Point labeling records:
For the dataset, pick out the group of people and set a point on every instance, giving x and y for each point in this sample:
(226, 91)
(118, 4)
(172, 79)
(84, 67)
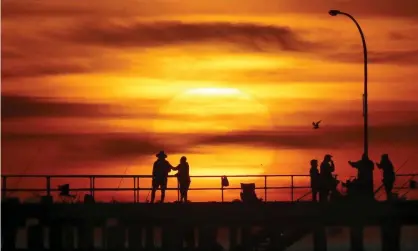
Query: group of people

Task goal: Rewrite the records above, swapping "group of people" for "crowd" and keeping everything else the same. Leave out the pictures.

Problem solution:
For the dataset, pick out the crowd and set a point on every instance, giving x and y for each point in this sample:
(226, 91)
(118, 4)
(172, 79)
(84, 67)
Query: crowd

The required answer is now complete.